Which lines of the entries contain the word "ceiling"? Please list them.

Segment Start: Dataset excerpts

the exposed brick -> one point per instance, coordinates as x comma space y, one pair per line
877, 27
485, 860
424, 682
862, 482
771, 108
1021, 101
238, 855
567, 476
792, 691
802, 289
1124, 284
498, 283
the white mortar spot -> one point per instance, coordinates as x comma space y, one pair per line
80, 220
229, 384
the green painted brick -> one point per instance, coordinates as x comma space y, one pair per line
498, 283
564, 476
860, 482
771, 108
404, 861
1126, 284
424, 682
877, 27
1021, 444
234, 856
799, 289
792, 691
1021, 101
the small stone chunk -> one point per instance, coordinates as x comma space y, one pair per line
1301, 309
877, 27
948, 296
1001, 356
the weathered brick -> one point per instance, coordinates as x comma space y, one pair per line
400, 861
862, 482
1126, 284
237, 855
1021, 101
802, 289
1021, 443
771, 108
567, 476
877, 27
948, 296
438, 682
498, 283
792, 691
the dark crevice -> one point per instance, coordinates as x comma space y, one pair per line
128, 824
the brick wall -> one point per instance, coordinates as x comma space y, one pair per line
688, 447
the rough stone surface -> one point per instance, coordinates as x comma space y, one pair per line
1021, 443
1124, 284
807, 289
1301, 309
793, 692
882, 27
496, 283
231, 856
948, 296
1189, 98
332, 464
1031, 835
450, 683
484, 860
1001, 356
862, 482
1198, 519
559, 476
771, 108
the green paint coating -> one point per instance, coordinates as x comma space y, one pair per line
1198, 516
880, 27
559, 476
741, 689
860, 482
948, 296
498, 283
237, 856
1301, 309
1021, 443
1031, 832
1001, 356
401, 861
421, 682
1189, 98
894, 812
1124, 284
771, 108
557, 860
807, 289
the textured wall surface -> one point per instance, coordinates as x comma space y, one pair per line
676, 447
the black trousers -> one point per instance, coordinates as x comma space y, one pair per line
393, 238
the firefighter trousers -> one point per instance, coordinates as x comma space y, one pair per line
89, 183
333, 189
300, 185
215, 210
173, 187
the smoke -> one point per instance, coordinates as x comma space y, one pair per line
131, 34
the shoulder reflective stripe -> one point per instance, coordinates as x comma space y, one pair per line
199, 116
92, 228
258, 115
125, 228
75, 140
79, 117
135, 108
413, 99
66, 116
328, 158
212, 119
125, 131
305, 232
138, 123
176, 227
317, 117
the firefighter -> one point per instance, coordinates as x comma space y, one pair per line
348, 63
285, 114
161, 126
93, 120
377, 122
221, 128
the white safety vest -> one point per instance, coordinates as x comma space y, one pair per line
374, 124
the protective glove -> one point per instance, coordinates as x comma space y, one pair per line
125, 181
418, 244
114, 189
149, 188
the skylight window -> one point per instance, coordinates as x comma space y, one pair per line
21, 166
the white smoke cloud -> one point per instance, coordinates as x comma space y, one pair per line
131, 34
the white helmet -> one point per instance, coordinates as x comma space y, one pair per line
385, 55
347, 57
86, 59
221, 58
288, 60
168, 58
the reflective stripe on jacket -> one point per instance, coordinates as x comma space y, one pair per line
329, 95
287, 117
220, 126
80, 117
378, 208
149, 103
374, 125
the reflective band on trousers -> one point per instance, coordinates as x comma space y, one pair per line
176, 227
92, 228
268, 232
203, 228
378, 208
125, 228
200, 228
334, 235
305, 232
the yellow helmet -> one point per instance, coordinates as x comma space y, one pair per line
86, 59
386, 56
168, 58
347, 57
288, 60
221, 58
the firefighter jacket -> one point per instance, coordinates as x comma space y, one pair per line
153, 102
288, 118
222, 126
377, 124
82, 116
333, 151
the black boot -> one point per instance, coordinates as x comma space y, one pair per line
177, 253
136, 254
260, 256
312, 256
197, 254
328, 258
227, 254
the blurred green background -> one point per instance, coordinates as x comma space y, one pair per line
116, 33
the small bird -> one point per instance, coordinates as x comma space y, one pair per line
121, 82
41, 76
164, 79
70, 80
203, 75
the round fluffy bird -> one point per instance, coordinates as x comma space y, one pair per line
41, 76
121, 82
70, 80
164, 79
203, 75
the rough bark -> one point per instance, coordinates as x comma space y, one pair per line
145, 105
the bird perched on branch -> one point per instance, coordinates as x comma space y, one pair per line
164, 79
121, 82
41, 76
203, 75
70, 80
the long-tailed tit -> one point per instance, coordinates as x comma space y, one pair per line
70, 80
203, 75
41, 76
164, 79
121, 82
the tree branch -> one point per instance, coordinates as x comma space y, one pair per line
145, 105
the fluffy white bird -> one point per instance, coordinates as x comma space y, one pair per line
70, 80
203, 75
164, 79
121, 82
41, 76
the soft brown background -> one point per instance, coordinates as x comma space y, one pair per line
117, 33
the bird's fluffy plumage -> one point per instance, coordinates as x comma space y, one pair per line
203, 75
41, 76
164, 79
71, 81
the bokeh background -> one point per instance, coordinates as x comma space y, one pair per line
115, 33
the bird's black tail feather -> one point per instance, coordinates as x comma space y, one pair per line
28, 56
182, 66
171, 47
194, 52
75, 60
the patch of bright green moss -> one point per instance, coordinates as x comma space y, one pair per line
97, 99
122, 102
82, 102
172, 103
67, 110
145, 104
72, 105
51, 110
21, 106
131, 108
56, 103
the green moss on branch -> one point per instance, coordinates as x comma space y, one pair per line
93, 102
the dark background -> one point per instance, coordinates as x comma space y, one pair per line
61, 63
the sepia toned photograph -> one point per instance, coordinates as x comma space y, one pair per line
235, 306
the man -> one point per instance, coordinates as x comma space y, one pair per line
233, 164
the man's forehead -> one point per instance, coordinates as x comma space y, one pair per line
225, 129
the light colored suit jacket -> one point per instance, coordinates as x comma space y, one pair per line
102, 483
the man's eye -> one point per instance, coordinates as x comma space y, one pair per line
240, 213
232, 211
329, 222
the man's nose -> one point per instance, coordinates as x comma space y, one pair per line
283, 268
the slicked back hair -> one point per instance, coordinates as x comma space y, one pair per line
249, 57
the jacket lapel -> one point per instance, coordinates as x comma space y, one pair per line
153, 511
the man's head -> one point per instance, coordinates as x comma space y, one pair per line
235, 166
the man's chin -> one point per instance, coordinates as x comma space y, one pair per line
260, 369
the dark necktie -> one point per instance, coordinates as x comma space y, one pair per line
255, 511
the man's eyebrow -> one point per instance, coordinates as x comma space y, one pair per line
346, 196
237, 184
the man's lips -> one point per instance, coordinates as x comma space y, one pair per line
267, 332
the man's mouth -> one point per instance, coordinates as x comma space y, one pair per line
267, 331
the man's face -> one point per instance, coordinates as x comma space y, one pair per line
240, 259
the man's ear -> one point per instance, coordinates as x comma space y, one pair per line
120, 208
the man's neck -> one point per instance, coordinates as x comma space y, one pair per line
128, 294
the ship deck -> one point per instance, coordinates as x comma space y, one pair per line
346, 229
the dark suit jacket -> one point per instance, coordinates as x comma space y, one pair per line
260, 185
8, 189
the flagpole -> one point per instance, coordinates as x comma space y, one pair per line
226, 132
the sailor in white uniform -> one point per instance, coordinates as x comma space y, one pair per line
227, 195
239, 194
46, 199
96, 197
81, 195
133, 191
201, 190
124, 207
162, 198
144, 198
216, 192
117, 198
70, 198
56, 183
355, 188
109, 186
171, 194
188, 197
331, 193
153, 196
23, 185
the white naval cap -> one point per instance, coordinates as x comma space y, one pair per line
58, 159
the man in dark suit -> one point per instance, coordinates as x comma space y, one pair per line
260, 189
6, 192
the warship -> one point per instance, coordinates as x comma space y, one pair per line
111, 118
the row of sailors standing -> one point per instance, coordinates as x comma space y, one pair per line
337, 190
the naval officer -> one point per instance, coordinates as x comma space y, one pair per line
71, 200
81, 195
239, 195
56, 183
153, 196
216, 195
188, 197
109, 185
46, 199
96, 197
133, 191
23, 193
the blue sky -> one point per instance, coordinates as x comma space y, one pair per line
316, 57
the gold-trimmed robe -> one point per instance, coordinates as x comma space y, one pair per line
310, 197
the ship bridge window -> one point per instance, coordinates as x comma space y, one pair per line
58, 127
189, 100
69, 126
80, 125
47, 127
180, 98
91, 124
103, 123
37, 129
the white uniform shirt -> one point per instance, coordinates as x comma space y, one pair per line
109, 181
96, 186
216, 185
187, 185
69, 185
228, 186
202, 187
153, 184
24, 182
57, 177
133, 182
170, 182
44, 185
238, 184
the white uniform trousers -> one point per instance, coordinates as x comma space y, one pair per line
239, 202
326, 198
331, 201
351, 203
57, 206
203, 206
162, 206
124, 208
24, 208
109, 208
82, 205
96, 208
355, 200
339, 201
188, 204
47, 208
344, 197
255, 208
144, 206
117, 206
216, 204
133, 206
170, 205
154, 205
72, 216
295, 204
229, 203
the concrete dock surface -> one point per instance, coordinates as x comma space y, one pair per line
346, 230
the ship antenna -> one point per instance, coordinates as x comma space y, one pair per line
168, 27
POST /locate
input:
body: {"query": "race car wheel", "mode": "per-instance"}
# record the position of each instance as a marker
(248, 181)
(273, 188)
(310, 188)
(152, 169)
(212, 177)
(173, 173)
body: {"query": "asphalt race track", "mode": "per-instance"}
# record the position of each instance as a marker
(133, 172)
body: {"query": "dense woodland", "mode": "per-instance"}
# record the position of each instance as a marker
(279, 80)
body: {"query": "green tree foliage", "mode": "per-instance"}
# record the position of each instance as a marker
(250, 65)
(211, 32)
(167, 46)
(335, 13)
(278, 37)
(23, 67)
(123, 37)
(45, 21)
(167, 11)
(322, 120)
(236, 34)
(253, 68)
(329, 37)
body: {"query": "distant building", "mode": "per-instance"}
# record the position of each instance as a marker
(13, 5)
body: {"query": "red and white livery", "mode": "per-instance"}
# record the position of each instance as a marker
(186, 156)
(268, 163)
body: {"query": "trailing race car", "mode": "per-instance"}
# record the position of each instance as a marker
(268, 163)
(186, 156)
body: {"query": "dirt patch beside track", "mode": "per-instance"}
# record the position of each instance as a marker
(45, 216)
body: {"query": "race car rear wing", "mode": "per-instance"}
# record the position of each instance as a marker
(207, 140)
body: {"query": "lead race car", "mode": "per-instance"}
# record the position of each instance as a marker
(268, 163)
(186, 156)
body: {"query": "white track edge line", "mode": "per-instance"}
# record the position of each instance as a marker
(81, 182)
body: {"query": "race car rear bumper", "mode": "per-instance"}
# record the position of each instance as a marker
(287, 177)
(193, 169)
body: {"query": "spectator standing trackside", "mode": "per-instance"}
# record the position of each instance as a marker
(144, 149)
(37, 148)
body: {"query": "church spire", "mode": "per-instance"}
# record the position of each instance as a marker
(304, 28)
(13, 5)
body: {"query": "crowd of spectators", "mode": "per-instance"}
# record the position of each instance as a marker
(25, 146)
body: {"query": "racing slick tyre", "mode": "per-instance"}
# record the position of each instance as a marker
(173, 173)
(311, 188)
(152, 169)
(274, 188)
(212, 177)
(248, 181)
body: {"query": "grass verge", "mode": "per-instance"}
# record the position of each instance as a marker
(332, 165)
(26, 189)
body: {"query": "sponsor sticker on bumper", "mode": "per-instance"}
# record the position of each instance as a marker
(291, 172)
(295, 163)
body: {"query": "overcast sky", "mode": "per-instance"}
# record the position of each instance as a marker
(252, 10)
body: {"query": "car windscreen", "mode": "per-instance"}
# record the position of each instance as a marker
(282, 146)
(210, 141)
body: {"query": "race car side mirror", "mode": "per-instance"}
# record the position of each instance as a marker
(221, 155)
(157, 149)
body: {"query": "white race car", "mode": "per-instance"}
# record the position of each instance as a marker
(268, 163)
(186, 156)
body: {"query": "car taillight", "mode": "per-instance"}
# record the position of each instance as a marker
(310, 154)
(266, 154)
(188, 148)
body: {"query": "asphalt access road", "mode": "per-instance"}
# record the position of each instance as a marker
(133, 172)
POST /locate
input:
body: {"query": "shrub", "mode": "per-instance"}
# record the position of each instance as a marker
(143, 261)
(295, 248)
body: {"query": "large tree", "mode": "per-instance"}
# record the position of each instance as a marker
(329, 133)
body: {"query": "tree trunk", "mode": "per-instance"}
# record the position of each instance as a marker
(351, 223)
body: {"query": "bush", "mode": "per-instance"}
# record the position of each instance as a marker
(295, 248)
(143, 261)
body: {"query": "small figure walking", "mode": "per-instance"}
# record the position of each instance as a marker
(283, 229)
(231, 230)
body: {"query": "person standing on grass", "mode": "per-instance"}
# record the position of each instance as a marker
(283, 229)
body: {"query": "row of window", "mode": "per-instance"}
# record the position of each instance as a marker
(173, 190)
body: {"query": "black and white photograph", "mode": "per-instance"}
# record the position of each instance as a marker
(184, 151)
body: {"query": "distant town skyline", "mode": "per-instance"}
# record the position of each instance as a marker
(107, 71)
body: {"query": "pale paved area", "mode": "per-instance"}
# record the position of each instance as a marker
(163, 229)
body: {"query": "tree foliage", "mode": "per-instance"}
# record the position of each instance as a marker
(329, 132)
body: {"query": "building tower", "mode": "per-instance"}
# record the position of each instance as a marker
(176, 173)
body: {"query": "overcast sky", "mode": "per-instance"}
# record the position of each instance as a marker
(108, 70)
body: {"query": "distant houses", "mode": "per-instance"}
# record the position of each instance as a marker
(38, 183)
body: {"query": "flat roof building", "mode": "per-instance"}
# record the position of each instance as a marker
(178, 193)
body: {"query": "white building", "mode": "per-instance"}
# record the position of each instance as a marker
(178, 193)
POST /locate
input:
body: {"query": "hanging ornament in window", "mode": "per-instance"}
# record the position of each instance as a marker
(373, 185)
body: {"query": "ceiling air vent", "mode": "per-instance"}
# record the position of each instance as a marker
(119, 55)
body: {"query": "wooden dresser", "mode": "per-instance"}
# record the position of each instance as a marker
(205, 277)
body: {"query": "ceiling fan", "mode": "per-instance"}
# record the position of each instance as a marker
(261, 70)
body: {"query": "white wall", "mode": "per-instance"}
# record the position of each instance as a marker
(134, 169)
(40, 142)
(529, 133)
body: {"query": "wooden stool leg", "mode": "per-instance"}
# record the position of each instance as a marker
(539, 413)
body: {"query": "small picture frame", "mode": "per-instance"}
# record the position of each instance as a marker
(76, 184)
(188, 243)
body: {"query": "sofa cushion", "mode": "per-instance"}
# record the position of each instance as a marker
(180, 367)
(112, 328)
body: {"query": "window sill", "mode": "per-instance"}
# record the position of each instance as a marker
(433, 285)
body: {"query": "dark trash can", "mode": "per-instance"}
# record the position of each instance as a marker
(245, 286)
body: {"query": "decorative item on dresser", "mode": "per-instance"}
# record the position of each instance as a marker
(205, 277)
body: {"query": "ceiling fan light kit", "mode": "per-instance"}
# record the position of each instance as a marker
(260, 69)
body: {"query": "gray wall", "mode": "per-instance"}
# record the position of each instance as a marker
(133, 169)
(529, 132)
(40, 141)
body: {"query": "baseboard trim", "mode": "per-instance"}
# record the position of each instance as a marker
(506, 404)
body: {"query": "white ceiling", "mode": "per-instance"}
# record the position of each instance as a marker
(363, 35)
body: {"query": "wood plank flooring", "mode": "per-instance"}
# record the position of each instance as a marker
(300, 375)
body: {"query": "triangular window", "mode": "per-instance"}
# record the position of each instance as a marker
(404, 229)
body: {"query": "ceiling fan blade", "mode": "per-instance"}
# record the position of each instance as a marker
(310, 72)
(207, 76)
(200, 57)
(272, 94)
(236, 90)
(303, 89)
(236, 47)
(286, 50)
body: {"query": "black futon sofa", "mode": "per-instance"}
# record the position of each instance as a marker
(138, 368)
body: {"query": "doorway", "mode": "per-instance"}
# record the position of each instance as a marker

Segment End: Dataset excerpts

Answer below:
body: {"query": "ceiling air vent", "mode": "per-instance"}
body: {"query": "ceiling fan", "mode": "per-instance"}
body: {"query": "ceiling fan light kit", "mode": "per-instance"}
body: {"query": "white ceiling", "mode": "per-instance"}
body: {"query": "ceiling fan blade", "mode": "per-instance"}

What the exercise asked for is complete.